▸ DOCUMENT TEXT:
This pregnancy has not quite ended as I would have imagined – in lockdown. I’ve been grateful for the extra time at home, having taken voluntary furlough from the middle of April (and then maternity leave – originally I planned to stop for maternity leave this week – 39weeks pregnant), as this has meant I have been able to rest as well as finishing various projects I had outside of my normal work, including writing new material for vtx! I struggled to make the decision to stop work, despite my consultant saying that I should. As veterinary professionals I think we generally have a strong sense of responsibility to our clients and their pets. We also tend to have a strong work ethic, not wanting to let the rest of the team down or to appear like we are ‘slacking’. In reality, none of this matters when your own health is at risk and the more I went to work the greater the anxiety levels rose. There was a great weight lifted from my shoulders when furlough started and I’m sure it has been the same for many of my pregnant colleagues.
The thing I’ve found most difficult during this time is not being able to see friends and family. This has been challenging, as it has been for all of us. Socialising is a really important part of maintaining our mental health and to have this taken away from us has been difficult for all. This will be my parents’ first grandchild; from seeing them weekly to not seeing them has been hard. Thank goodness we are in the age of Zoom (this is a positive from this situation, having more regular ‘meetings’ with friends and family that we might only see once or twice a year has been fantastic and I hope we continue some of this beyond lockdown). My brother lives in Sydney and so regular family Zoom time has been brilliant. I just hope that we can see him in person before 2021!

▸ WHAT YOU NEED TO DO:
[a] According to the text on pregnancy during lockdown, in what city does the writer's brother live?
[b] Reproduce everything in the lockdown pregnancy text from "The thing I’ve" down to "person before 2021!".
[c] Write the next part of the text on pregnancy during lockdown, picking up after its final sentence.

▸ DATA SUPPLIED:

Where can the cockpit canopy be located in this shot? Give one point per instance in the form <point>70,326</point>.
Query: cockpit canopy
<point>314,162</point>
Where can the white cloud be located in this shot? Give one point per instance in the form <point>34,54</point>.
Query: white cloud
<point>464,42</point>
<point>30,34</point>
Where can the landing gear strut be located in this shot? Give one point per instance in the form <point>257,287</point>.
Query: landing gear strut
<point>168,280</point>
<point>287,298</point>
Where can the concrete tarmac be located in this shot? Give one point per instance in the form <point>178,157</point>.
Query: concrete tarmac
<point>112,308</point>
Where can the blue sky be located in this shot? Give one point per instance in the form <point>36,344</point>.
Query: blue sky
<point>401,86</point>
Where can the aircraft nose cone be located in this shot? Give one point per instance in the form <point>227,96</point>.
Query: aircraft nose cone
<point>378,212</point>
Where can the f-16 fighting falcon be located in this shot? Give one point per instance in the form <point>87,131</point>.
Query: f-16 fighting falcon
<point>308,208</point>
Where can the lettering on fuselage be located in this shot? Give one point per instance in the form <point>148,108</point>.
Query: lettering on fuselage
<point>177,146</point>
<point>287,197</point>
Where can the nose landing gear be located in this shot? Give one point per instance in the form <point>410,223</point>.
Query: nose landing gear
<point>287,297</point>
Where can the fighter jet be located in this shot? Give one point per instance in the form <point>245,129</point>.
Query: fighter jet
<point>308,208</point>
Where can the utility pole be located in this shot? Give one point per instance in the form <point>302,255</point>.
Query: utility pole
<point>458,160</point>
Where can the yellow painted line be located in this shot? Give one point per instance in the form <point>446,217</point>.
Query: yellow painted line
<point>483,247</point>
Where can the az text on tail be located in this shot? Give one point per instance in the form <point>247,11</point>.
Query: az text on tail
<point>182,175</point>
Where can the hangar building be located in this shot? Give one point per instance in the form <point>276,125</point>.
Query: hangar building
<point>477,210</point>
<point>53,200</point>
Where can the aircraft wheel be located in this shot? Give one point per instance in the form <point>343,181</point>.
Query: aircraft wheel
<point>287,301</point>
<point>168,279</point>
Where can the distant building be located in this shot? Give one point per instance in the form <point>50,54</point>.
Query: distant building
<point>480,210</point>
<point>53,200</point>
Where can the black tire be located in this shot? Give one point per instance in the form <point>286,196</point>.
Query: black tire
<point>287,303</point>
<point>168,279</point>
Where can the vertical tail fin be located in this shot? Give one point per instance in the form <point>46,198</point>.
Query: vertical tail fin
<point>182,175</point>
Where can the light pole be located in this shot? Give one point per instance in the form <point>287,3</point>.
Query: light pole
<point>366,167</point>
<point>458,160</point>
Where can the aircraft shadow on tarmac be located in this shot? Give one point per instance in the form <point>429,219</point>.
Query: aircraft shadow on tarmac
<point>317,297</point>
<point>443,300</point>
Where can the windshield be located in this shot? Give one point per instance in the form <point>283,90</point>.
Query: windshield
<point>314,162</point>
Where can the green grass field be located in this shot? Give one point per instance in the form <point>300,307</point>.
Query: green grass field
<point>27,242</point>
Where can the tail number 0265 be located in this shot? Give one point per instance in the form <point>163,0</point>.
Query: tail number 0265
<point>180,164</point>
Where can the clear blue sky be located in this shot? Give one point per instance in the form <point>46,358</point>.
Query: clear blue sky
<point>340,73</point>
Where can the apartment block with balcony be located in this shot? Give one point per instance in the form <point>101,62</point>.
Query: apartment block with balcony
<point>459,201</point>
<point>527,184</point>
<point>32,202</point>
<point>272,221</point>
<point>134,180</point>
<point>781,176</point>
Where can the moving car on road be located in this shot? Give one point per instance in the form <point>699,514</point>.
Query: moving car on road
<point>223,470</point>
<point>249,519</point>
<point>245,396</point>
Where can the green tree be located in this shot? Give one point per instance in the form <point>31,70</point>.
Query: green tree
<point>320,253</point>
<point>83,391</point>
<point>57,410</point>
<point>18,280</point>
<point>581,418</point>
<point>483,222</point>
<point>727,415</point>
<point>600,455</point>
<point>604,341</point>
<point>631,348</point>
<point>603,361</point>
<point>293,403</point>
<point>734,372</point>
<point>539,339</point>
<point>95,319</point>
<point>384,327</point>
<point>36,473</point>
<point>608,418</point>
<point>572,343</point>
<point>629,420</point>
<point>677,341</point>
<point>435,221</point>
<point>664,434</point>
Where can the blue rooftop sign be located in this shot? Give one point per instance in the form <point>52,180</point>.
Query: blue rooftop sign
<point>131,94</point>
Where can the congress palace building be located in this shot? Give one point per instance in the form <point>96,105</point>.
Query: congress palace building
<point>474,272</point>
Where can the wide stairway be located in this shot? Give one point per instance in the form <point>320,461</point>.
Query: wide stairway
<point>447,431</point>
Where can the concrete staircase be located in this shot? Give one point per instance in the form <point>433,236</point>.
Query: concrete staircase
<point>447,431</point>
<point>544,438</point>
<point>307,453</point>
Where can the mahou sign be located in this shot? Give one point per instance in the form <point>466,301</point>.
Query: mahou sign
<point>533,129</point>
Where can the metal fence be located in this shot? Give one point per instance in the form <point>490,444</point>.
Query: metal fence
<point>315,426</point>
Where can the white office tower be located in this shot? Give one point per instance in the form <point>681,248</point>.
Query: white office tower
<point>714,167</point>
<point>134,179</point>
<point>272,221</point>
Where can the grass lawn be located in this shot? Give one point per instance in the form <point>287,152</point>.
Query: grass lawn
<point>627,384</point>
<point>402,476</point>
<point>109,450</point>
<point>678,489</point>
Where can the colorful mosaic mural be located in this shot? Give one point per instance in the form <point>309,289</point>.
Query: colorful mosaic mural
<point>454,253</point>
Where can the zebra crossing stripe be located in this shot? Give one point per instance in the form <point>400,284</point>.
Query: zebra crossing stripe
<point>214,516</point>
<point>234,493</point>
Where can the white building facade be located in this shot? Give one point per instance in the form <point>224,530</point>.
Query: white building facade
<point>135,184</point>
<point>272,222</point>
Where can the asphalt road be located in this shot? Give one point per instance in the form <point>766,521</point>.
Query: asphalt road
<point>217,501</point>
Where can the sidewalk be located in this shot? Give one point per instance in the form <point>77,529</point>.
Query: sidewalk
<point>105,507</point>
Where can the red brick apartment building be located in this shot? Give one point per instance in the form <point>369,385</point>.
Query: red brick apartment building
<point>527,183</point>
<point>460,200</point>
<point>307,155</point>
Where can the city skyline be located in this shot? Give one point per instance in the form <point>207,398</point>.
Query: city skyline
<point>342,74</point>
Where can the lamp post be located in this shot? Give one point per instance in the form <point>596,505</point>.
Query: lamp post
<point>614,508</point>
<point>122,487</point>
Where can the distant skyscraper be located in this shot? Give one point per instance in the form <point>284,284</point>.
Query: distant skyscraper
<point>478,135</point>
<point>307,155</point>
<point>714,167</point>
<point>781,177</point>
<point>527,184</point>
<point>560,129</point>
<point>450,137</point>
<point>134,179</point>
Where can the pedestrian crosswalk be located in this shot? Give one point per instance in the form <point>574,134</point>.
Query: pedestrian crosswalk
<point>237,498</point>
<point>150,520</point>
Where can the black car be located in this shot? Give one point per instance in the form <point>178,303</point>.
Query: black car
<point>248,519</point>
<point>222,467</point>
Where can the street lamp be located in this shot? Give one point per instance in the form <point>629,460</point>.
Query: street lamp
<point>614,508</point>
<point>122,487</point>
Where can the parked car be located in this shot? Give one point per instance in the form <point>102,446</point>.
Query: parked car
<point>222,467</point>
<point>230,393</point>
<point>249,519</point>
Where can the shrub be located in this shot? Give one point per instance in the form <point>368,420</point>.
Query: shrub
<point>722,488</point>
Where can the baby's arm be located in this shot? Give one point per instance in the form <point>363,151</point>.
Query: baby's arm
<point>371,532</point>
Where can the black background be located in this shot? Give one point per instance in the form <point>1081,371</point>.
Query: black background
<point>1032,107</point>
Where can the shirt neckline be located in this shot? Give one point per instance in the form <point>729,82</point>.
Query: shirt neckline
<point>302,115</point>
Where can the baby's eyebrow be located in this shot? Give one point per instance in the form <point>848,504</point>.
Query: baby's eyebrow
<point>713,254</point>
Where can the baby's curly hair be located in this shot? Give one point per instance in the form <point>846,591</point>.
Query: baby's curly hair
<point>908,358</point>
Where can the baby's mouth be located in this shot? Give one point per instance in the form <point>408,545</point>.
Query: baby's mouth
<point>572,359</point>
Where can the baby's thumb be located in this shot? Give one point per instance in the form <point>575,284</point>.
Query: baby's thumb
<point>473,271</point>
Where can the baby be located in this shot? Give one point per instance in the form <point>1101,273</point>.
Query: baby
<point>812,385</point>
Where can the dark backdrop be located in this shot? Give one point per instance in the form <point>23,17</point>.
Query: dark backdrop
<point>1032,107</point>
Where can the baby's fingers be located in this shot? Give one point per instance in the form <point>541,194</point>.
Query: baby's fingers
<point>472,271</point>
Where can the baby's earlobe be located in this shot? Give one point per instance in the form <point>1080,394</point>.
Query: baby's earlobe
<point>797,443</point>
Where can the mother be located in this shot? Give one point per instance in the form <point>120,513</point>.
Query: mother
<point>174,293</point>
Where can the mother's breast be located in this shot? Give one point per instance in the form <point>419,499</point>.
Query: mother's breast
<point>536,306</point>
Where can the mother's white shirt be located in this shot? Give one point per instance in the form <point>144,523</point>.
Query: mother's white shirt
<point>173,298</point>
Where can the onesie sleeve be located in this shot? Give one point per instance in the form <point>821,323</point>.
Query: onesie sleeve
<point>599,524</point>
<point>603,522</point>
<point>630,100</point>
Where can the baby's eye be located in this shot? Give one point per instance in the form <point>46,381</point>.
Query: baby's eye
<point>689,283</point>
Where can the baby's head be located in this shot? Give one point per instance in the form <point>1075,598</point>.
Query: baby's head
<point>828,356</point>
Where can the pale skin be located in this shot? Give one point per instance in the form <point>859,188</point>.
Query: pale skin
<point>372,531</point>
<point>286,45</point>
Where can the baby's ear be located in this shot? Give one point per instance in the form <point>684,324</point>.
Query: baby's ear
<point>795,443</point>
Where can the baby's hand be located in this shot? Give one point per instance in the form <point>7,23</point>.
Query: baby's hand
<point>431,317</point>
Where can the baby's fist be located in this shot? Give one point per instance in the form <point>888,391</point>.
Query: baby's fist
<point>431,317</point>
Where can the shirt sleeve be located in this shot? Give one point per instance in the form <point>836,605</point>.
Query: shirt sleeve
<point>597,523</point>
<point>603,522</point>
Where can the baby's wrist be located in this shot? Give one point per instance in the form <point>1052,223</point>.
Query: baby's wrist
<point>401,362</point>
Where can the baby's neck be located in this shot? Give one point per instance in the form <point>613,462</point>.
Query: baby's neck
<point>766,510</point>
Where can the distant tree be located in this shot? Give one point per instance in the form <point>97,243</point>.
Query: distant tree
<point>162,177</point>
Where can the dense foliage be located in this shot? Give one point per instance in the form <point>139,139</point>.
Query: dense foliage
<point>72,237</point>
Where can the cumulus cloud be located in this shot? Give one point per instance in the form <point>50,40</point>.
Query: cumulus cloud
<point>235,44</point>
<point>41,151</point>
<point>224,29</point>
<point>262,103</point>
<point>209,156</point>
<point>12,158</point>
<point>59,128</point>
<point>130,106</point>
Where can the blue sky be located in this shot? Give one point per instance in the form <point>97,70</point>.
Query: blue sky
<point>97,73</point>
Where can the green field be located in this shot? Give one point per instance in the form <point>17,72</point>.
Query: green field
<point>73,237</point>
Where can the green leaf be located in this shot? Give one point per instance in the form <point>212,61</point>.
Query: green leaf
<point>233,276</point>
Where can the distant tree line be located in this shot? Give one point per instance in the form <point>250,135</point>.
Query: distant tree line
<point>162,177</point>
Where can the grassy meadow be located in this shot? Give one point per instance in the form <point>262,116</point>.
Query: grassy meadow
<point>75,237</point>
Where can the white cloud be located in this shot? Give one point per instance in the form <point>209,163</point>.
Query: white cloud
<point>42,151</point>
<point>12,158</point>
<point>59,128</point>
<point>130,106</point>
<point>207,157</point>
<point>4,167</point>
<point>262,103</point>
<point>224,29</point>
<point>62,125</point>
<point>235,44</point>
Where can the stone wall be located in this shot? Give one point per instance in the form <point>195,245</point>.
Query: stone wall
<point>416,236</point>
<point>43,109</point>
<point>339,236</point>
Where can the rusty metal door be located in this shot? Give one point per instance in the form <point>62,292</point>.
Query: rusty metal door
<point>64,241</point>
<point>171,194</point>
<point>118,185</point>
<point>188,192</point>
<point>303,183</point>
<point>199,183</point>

▸ TASK-BY-TASK ANSWERS:
[a] Sydney.

[b]
The thing I’ve found most difficult during this time is not being able to see friends and family. This has been challenging, as it has been for all of us. Socialising is a really important part of maintaining our mental health and to have this taken away from us has been difficult for all. This will be my parents’ first grandchild; from seeing them weekly to not seeing them has been hard. Thank goodness we are in the age of Zoom (this is a positive from this situation, having more regular ‘meetings’ with friends and family that we might only see once or twice a year has been fantastic and I hope we continue some of this beyond lockdown). My brother lives in Sydney and so regular family Zoom time has been brilliant. I just hope that we can see him in person before 2021!

[c]
The uncertainty about what might happen when I go into labour with regards whether my husband, Sean, can be present has also been an anxious time (along with being slightly apprehensive about the whole labour process!). We are lucky and our trust are allowing birth partners from induction (if required) all the way through to the postnatal ward, but we have been aware that this situation may change at any time. Plus, if Sean or I were to get COVID signs he would not be able to be present at the birth, an extra anxiety at an already anxious time. I can’t imagine how difficult it would be to go through labour without having your chosen birth partner with you. It would also be difficult for the birth partner to not be able to be present and support the mother at such a time. This has occupied our thoughts relatively frequently and has meant that Sean has also taken extra precautions now he is back at work.
Last year was one of the most difficult of my life so far. We had two miscarriages in close succession plus a chemical pregnancy, I won’t go into the details, but just to say that this time last year I never thought I’d be 39w pregnant and waiting for a baby to arrive. Let alone waiting for the arrival in a lockdown! It seemed an impossible task. We had fantastic care from the recurrent miscarriage service at St. Mary’s, Manchester (2 losses over the age of 36 is counted as recurrent), including regular counselling sessions which helped me get back on my feet. Until you start trying for a family you have no idea about the struggles people have and the emotional and mental effects that being unable to get pregnant or stay pregnant has on an individual/ partner or family. With this in mind I’ve been determined to enjoy the pregnancy as much as possible, even in our current situation. I think I have achieved this, we are lucky to be in this position after all.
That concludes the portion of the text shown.